The niece of a ‘joyful troublemaker’ Bermondsey nun has written a bestselling album about her beloved aunt who worked for decades with local children and some from tough backgrounds.
Maria Dunn’s Joyful Banner Blazing was named traditional roots album of the Year in Canada’s Juno Awards, the country’s equivalent of the Grammys.
Maria dedicated the album and its title song to her aunt, Sister Cecily Dunn, who established the Bosco Centre on Jamaica Road and worked there for more than 30 years, before dying in 2016.
She was nicknamed the ‘flying nun’ because she used to get around on a moped, while still wearing her nun’s habit.

Scottish-born Sister Cecily, who was part of the Salesian Sisters, a Catholic order following the altruistic principles of nineteenth-century priest St. Don Bosco, worked with deprived young people at the centre, which is a convent with a nursery and youth club attached as well as a school and college.
Maria said she wrote Joyful Banner Blazing as a tribute to Sister Cecily “and her message to the youth she worked with… which was ‘You are young, you are precious, you are loved’.”
Sister Cecily first joined the Salesian Sisters in the 1970s in Paislie, a town just outside Glasgow. She taught English at the local high school and set up an after school club. In the summer holidays she took groups of young people up to the Scottish Highlands on camping trips.

• _Exercise data_:
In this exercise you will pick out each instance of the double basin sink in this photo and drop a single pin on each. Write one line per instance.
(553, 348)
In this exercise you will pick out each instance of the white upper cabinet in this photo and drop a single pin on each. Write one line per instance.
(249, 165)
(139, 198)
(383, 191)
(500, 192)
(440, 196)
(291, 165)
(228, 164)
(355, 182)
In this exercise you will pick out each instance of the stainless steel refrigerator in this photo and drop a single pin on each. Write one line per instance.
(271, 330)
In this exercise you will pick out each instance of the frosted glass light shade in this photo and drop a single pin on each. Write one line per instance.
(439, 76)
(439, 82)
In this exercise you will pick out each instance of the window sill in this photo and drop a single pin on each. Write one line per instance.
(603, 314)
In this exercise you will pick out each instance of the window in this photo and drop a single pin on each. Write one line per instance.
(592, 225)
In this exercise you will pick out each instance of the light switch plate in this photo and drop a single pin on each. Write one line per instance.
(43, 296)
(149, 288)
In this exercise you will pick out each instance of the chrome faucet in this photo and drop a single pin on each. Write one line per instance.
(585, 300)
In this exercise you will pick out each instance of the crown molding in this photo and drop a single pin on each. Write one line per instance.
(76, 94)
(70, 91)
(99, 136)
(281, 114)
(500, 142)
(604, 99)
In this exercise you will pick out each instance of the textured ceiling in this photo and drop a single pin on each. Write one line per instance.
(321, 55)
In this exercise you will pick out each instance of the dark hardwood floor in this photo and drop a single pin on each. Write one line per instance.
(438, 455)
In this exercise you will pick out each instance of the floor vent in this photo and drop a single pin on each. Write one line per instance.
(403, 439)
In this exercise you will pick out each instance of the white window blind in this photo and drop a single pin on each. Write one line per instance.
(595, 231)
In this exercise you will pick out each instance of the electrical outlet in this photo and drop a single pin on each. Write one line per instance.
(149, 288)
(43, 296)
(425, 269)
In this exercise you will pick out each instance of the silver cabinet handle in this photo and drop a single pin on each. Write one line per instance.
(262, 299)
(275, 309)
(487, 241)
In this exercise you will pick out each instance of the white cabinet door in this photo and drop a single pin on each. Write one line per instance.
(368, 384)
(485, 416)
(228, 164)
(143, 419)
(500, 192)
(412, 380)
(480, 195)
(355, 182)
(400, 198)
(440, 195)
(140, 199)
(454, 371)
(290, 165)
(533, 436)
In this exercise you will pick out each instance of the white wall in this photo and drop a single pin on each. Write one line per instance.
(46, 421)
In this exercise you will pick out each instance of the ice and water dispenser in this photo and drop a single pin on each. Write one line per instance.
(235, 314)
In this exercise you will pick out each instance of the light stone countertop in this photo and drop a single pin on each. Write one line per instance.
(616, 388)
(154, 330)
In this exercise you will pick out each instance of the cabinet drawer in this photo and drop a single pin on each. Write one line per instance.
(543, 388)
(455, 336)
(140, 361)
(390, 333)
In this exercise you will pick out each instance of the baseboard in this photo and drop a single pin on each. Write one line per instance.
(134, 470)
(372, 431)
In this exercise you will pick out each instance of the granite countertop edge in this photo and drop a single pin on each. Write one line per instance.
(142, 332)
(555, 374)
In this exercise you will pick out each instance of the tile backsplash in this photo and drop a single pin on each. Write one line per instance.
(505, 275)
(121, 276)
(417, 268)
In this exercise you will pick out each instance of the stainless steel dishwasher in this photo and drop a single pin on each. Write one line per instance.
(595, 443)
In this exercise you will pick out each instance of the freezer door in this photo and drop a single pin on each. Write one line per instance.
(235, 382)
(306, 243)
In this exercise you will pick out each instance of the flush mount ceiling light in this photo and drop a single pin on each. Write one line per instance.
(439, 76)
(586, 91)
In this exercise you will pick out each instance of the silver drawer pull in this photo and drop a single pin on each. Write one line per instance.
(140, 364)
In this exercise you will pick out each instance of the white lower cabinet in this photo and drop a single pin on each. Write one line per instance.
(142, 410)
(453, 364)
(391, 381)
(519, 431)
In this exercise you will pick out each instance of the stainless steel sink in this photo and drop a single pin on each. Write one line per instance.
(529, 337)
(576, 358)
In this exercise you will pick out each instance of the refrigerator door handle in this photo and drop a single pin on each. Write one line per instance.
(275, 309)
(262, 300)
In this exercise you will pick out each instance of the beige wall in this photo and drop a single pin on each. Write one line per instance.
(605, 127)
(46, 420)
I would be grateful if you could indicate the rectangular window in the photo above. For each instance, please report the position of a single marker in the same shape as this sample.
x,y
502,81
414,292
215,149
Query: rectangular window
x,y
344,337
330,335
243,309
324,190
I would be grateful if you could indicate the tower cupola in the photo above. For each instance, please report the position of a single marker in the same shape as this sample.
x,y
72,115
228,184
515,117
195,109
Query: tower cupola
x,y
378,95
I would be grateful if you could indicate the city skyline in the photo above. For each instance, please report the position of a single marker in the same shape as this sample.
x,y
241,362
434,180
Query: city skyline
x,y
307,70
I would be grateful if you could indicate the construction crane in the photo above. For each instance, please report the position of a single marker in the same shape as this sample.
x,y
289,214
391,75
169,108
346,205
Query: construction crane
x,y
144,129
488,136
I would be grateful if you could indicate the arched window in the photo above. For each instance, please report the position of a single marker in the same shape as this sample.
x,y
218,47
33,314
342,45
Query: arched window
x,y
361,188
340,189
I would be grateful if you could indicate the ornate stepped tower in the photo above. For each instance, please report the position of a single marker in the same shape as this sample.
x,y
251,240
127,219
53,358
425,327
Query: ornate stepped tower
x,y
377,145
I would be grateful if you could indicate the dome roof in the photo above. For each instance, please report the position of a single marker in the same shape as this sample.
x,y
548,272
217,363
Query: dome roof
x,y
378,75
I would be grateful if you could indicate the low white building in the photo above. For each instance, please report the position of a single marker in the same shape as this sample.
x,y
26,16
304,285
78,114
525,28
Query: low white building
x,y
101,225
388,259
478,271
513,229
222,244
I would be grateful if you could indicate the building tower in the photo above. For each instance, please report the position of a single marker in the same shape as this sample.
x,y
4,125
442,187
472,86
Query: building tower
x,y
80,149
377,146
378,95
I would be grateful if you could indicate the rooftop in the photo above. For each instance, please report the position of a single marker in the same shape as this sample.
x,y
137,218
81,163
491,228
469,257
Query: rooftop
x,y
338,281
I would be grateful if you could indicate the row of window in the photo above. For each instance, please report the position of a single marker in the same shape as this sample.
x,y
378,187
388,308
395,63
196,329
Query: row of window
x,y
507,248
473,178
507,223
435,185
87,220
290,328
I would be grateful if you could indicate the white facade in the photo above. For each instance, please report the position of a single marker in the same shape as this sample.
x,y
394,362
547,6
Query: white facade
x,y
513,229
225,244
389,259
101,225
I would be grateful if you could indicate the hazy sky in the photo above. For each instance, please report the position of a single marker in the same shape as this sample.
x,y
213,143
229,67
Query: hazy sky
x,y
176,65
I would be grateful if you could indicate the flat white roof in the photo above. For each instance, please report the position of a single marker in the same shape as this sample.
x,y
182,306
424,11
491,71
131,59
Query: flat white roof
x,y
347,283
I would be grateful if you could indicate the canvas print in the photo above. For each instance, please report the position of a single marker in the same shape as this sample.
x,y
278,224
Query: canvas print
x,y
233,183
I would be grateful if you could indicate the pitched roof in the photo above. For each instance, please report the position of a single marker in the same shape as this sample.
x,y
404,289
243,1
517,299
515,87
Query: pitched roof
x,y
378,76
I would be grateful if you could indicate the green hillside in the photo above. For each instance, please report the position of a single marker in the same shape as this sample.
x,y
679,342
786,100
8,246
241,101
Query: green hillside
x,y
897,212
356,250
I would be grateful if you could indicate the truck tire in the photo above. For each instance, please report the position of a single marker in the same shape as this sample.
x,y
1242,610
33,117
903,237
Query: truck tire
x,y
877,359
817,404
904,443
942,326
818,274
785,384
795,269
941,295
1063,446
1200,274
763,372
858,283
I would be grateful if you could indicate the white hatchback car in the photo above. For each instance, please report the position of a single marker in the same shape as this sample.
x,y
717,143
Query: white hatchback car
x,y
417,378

• _Task statement_:
Pick up the news story about Sister Cecily Dunn and her niece's album right after its final sentence, which ends "on camping trips."

• _Exercise result_:
In the 1980s she was transferred to Liverpool where she was determined to tackle the city’s youth drug problem – but she only stayed a year after receiving threats from gang leaders. She left for London overnight, turning up with just a bag of her possessions.
She set up the Bosco Centre, where she would remain until she died of cancer in 2016, just three weeks after her diagnosis.

Maria, who was also born in Scotland before moving with her parents to Canada as a child, paid tribute to Sister Cecily, and recalled that she “was described as a ‘joyful troublemaker’.
“She would ride around on her scooter, going into businesses and pubs to cajole people into supporting the youth programmes that she was so passionate about and working to build in their communities.
“Her life’s work was spent empowering youth and their families, and the longest spell she had in one place was later when serving in the Bermondsey area.”
When she died, people paid tribute to a remarkable woman.
“She always worked with deprived children,” one said. “She even took in three and looked after them herself, after their mum died.
“Sister Cecily was definitely not a ‘typical’ nun, according to her colleagues and friends. When she first came to London she used to whizz around on a moped, when she still wore a nun’s habit – it was quite a sight.”
Much-loved Sister Cecily of the Bosco Centre passes away in Bermondsey
Her fellow nun Sister Norma recalled a perilous incident when she was in the post office on Jamaica Road.
“Some men walked in wearing balaclavas, carrying sawn-off shotguns. They told everyone to get on the floor, but she refused so one of them pointed a gun at her chest. She calmly pushed it away, saying ‘Excuse me”, and looked straight into the man’s eyes – and he walked right out.”